Study text:
Monday, March 28, 2022

5 Ways Biology Is Transforming Buildings

Evolution has reached some pretty outstanding solutions to environmental challenges. It's sort of the ultimate in the fail fast philosophy of engineering. Every mutation is an iteration, and natural selection easily sorts out which designs to pursue. And natural selection has come up with some pretty ingenious solutions.

This video goes through five of those natural solutions and how material scientists are trying to mimic those solutions.

  • "Sweat gland cement" - looks at cement blends that contain reinforcing fibers and APP-PER-EN. As the temperature of the modified cement rises, the fibers melt (absorbing energy) then the APP-PER-EN foams and releases gasses to put out fires. Weirdly I can't find anything on the web searching for that APP-PER-EN and cement. I'd appreciate a link to more info if anybody can find it.
  • "Polar bear heating" - considers the white fur/black skin combination of polar bear coats. The black skin absorbs heat allowing them to maximize the absorption of heat energy, even leaving them invisible to infrared cameras. German scientists are using a similar idea to adjust the thermal absorption of heat energy for passive solar heating.
  • "Homeostasis facades" - are based around muscle fibers expand and contract to regulate heat in the muscles. The facades would be two layers of glass with polymer between them that would expand - blocking sunlight - as they heat up and contract - allowing more sunlight in - as they cool.
  • "Mantis shrimp cement" - sees Purdue scientists studying mantis shrimp claw material with its linear structure formed in spiral layers that work as crack arresters. The scientists used a 3d printed concrete structure and printed the layers in spirals similar to the mantis shrimp claw material.
  • "Fish scale glass" - takes a look at laminated glass being made more similarly to how fish scales overlap each others. They etched two layers of laminated glass and laminated them together with the diagonal layers flipped to create a diamond-like pattern that makes the glass much stronger than leaving the etchings in the same direction.

[Point localization items]
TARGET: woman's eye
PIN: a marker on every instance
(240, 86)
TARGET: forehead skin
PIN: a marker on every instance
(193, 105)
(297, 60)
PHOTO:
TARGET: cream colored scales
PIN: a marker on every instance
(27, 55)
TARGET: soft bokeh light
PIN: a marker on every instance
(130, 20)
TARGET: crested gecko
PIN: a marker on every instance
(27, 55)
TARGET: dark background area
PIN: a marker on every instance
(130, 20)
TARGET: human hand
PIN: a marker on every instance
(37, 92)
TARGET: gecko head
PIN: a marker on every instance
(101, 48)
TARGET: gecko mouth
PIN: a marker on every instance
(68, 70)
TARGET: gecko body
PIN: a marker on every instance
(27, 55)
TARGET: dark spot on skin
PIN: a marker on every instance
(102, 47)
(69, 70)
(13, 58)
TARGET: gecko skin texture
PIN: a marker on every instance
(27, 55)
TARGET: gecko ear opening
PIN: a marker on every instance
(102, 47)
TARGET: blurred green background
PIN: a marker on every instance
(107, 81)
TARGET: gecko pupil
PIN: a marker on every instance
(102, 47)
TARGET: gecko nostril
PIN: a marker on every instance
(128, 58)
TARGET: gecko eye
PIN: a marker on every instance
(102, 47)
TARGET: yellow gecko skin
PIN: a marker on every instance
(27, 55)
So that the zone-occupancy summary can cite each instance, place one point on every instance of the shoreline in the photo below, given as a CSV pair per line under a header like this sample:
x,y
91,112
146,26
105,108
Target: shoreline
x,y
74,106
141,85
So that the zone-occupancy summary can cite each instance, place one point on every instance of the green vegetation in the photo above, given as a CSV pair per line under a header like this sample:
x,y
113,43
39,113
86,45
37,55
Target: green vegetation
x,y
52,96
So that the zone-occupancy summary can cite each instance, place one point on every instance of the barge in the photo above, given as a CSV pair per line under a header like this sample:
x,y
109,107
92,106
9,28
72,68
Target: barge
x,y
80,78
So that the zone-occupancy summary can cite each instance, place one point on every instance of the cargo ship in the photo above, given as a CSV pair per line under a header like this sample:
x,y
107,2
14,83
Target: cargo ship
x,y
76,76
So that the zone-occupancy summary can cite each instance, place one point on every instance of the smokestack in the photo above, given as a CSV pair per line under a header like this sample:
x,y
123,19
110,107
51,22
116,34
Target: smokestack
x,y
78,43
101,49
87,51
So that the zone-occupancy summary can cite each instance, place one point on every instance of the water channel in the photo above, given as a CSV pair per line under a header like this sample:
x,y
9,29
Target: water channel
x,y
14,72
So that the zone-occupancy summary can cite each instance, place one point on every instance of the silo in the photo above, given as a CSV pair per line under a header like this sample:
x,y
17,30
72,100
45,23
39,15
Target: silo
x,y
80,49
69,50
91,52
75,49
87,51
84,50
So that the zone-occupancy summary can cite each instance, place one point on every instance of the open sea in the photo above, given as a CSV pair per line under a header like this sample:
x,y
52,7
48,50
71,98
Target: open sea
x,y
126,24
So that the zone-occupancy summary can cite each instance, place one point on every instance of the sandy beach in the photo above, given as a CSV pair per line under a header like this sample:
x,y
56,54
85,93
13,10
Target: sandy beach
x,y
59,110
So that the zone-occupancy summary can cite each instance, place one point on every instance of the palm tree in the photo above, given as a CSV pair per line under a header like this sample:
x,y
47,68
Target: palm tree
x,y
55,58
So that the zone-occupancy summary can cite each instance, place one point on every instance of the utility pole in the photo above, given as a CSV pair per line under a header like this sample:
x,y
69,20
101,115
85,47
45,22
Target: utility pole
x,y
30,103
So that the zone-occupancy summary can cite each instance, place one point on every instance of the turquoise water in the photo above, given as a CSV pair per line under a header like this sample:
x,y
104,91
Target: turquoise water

What this exercise asks:
(1) In the biology-and-buildings post, reproduce word for word everything from "Monday, March 28, 2022" down to "mimic those solutions.".
(2) In the biology-and-buildings post, why would the homeostasis facades block sunlight when warm but let more in when cool? Answer in one to three sentences.

Solution set:
(1)
Monday, March 28, 2022

5 Ways Biology Is Transforming Buildings

Evolution has reached some pretty outstanding solutions to environmental challenges. It's sort of the ultimate in the fail fast philosophy of engineering. Every mutation is an iteration, and natural selection easily sorts out which designs to pursue. And natural selection has come up with some pretty ingenious solutions.

This video goes through five of those natural solutions and how material scientists are trying to mimic those solutions.

(2) The polymer between the two layers of glass expands as it heats up, which blocks sunlight. As it cools, the polymer contracts and lets more sunlight in.